### [Page text]
Pandemic clouds Moody’s forecast of ‘Volatile’ oil, gas prices, jittery energy consumption trends

Sputnik news agency and radio 14:09 GMT 26.08.2020

 

The coronavirus pandemic has generated an unprecedented global economic crisis, battering all aspects of life, including the energy sector, with the outbreak dampening demand for oil, bringing down prices and resulting in declining production. The unprecedented volatility of the last few months has put price forecasting in the spotlight.

 

The ongoing COVID-19 pandemic is forecast to wreak long-term disruption in the energy market, bringing heightened volatility to energy consumption patterns, and oil and gas, according to a report released by Moody’s Investors Service on 24 August.

 

The global economic recovery as countries emerge from the health crisis is expected to be irregular, setting energy companies on course for a bumpy ride that will serve to highlight disparities between “strong and weak” energy firms.

 

"The coronavirus pandemic has extended the slump in oil prices and, in turn, amplified disparities between stronger and weaker exploration and production companies," said Steven Wood, managing director with Moody's Corporate Finance Group.

 

Measures to adjust product mixes, “redouble” efforts to reduce breakeven production costs, while slashing their carbon footprint are some of the moves large integrated oil and gas companies are anticipated to explore.

 

"Well-capitalized E&P (Exploration and Production) firms and oil majors will consolidate their US shale assets, while the number of highly leveraged companies will shrink amid waning support from banks and investors,” says Wood.

### [Records provided]
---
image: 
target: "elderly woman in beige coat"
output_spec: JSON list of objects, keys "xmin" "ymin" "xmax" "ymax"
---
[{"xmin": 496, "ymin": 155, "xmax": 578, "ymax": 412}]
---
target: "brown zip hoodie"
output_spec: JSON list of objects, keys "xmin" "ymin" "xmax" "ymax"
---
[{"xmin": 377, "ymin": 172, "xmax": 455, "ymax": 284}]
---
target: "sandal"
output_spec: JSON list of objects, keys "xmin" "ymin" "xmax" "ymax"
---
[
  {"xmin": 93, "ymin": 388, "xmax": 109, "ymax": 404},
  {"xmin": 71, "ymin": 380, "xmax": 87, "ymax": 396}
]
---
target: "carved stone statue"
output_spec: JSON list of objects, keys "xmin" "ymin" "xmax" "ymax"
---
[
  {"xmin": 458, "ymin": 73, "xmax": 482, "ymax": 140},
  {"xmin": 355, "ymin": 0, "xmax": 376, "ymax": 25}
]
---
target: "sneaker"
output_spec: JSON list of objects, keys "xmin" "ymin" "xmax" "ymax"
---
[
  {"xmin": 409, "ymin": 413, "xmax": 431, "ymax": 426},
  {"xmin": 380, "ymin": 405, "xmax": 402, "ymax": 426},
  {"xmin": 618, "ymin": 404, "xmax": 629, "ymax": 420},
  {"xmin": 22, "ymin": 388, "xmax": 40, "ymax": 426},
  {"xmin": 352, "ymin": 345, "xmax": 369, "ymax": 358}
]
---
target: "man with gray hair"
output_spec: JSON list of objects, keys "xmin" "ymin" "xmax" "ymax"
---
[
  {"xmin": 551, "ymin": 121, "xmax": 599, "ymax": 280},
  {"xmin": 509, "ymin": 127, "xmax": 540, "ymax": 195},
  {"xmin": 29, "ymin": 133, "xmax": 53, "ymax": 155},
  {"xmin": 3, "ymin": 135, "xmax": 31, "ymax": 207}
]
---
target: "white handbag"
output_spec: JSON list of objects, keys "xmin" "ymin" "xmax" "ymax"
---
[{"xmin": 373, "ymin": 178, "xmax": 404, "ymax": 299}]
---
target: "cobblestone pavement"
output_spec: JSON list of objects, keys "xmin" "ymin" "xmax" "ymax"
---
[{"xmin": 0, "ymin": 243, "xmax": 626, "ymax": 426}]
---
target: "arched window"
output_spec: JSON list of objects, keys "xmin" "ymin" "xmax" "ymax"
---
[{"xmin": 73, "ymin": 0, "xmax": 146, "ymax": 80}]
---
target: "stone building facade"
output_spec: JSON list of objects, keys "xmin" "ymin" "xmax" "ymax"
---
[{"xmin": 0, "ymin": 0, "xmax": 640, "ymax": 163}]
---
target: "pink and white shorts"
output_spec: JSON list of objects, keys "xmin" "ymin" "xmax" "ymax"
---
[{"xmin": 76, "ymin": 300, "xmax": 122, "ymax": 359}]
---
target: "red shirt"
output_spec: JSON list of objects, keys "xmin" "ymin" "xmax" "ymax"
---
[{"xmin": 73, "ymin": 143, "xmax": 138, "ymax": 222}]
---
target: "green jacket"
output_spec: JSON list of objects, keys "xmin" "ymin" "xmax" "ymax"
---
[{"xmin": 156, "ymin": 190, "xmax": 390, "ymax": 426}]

### [Tasks to carry out]
1) In the article on Moody's oil and gas forecast, what position does Steven Wood hold?
2) Transcribe the part of the article on Moody's oil and gas forecast starting at "The ongoing COVID-19" and ending at "on 24 August.".
3) Pick up the article on Moody's oil and gas forecast after its final sentence and continue it.

### [Your written answers]
1) Managing director with Moody's Corporate Finance Group

2)
The ongoing COVID-19 pandemic is forecast to wreak long-term disruption in the energy market, bringing heightened volatility to energy consumption patterns, and oil and gas, according to a report released by Moody’s Investors Service on 24 August.

3)
 

As the crude glut continues amid the pandemic and its disruptive impact on the energy sector, cheap fuel prices are expected to no longer stimulate demand for refined products.

 

A recovery in fuel demand will be contingent on economic growth, and on the strength of the markets for particular refined products, says the report.

 

The refining margins, estimates the report, will improve in sync with demand in 2021, while likely remaining below mid-cycle levels.

 

"Decreasing volumes of oil and gas will lead to an inflection point in the midstream sector's cash flow, as E&P customers slash capitals pending and renew or renegotiate contracts. Rising regulatory scrutiny will make it harder to win social licenses to build interstate pipelines and other large projects, slowing investment, and companies will increasingly need to finance themselves as capital access tightens," said the Moody’s Investors Service assessment.

 

Looking ahead, revenues of national oil companies are forecast to recover over the next two to three years.

While it is challenging to predict the extent and speed of the recovery, experts suggest that the post-pandemic market rebound of the global oil and gas industry will hinge on a succession of factors.

 

Policy actions adopted by specific governments will factor in to a large degree, determining the timeline for economic activity returning to normal.

 

A gradual increase in demand can be anticipated to follow in the wake of economic activity picking up pace, particularly in China, Southeast Asia and the US, said Moody’s.